• Исходный текст:
▬▬▬▬▬▬▬▬▬▬

Л. А. Тихомиров: «Фроленко… был человек очень хороший, простой, добрый. По наружности он совершенно походил на рабочего, как и по привычке к самой скромной жизни, не нуждаясь ни в каких удобствах. Замечательно хладнокровный и неустрашимый, он не любил никаких собственно террористических дел и в них, полагаю, не участвовал во всю жизнь, но всегда готов был помочь освобождению кого-либо. Он взялся выручить и Стефановича.
Фроленко пошел на рынок в качестве ищущего работу. Он рассчитывал, что, может, понадобятся рабочие для острога, и не ошибся. Через несколько дней пришли нанимать на какое-то дело в острога Фроленко был и физически довольно силен, и знал понемножку разные отрасли труда, в котором был вообще очень сообразителен. Начав работу в тюрьме, он понравился и своим тихим характером, и внимательностью к делу, а между тем как раз понадобился служитель по камерам арестантов – то, что и нужно было ему. Он, конечно, немедленно согласился поступить на это место. Остальное пошло у него как по маслу. Он подделал ключи к камерам Стефановича и Бохановского, припас для них костюмы служащих в тюрьме, высмотрел путь для побега, подготовил способы перелезть через стену, и затем оба заключенных благополучно бежали. Сам Фроленко тоже скрылся. Этот побег тогда наделал много шума и принадлежит к числу самых ловких и необыкновенных.»

▬▬▬▬▬▬▬▬▬▬

• Условие задания:
Продолжите текст о том, как Фроленко устроил побег Стефановича, начав сразу после его последнего предложения.

▬▬▬▬▬▬▬▬▬▬

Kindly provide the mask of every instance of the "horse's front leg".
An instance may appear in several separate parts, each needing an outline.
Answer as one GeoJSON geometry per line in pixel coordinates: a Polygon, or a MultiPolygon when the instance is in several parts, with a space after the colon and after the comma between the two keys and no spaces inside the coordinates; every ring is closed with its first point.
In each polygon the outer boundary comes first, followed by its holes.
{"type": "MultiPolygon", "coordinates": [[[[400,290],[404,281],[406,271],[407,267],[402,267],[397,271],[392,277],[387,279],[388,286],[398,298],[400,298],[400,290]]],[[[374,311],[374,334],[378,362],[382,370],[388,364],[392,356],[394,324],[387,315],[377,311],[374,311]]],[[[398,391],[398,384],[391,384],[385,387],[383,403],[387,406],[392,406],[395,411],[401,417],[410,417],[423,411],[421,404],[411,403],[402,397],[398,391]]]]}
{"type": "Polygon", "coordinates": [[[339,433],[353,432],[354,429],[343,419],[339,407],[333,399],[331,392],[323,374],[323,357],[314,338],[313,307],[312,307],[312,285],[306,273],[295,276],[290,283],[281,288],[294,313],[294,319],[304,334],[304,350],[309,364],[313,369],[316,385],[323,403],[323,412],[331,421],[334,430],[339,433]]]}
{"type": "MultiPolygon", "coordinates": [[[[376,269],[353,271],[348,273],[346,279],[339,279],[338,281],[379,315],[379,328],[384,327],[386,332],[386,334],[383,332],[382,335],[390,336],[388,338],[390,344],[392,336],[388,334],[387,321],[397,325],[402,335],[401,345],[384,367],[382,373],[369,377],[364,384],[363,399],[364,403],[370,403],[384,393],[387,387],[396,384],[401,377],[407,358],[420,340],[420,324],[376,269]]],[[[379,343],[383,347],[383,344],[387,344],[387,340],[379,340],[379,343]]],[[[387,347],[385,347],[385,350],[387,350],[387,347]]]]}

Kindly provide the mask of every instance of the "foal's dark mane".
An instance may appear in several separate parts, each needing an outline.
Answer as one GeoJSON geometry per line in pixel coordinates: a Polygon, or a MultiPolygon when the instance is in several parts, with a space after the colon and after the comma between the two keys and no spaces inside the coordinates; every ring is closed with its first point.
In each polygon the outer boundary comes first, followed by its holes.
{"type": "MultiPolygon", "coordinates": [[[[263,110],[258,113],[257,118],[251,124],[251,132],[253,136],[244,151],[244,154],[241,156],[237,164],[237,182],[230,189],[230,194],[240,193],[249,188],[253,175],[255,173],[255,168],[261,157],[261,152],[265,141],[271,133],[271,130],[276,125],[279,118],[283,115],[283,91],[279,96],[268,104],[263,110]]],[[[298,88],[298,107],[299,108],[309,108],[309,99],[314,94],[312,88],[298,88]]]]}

▬▬▬▬▬▬▬▬▬▬

• Письменный ответ:
В. Н. Фигнер: «…В железнодорожной сторожке на 10-й версте под Одессой караулящий царский поезд; роющий минную галерею на Малой Садовой, – он везде один и тот же: спокойный, невозмутимый, самоотверженный и великий.
Осужденный в феврале 1882 года по процессу 20-ти народовольцев он, вместо казни, был заключен сначала Алексеевский равелин Петропавловской крепости, а потом, в 84 году, перевезен в Шлиссельбурга.
Более, чем кто-нибудь, испытал он на себе страшные последствия заключения в этих казематах. Он страдал цынгою, ревматизмом и чем-то вроде остеомиелита, так что долгое время не владел рукой и был совершенно глух, – и, кажется, ни одна система органов не осталась у него не пораженной каким-нибудь недугом.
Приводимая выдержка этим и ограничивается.